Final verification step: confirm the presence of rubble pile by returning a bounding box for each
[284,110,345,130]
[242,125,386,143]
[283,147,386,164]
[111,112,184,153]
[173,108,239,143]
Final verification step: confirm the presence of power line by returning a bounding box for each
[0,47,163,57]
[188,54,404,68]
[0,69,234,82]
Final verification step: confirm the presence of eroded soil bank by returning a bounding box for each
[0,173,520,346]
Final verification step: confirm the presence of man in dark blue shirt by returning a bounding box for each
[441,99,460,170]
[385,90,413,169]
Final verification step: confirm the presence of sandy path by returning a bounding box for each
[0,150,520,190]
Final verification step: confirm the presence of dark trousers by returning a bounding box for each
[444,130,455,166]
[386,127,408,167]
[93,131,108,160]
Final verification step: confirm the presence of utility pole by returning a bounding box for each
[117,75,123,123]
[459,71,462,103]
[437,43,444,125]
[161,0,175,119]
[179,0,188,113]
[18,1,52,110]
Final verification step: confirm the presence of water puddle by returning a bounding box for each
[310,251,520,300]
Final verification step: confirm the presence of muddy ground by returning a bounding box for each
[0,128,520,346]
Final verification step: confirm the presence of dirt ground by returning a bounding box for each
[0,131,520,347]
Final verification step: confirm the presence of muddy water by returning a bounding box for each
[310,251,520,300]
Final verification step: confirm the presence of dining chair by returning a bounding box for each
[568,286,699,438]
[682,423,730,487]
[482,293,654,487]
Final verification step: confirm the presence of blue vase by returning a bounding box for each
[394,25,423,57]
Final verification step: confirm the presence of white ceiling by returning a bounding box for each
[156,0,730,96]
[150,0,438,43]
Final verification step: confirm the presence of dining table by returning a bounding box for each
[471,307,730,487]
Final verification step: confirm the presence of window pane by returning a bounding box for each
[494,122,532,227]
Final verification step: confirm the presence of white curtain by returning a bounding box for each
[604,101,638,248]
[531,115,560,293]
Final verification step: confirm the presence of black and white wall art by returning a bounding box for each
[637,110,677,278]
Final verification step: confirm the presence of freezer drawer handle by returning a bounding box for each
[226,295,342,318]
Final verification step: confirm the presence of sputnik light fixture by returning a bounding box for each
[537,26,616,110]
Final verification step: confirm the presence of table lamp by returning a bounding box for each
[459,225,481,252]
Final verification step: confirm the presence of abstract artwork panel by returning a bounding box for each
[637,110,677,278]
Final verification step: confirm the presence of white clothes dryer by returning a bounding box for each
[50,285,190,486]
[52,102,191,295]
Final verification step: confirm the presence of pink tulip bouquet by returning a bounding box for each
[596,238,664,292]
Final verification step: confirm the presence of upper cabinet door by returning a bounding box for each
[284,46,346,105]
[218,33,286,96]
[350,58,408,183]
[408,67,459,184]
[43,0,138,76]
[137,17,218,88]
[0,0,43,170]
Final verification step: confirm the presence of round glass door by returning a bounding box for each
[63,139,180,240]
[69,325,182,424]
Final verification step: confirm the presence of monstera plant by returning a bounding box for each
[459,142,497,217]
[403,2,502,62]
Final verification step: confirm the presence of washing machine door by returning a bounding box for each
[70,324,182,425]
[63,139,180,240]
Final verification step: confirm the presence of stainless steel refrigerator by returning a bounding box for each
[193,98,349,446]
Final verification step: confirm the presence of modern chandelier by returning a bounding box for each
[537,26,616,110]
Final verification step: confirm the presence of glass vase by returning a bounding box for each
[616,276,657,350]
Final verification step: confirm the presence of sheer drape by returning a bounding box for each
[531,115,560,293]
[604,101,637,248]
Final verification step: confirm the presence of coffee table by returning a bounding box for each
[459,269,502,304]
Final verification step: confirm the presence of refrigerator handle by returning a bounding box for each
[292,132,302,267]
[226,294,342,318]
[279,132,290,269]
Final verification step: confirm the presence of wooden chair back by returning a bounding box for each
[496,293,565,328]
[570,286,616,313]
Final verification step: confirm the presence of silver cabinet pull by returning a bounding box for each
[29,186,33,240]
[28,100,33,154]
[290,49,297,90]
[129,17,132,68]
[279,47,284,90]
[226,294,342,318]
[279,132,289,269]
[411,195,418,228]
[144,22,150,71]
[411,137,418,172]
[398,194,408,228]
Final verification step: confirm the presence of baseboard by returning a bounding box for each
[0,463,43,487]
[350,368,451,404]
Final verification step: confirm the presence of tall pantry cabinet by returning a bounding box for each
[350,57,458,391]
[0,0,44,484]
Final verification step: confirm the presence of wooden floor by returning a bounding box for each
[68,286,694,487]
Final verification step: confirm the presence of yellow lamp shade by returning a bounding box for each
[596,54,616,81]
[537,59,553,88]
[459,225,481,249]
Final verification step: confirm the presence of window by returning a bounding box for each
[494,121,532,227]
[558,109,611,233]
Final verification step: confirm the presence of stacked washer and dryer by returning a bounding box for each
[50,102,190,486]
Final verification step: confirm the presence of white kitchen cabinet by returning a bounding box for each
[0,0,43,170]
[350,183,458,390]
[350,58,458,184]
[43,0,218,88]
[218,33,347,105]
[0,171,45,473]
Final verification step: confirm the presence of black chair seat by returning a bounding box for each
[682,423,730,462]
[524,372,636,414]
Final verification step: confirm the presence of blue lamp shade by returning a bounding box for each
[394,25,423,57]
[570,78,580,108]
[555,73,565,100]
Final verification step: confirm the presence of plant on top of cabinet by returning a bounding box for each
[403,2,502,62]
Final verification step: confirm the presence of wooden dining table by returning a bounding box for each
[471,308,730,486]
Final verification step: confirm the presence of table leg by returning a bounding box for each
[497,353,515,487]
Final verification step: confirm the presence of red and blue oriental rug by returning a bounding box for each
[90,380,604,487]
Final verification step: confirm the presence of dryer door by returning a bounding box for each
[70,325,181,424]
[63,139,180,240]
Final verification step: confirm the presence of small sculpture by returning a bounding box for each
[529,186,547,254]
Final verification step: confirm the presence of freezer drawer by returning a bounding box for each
# # #
**GIVEN PROBLEM**. Return each line from the items above that contains the word "water", treating uppercase and lowercase as different.

**ANSWER TO THE TASK**.
Final verification step: confirm the presence of water puddle by returning a bounding box for each
Final verification step: confirm the presence of muddy water by returning a bounding box for each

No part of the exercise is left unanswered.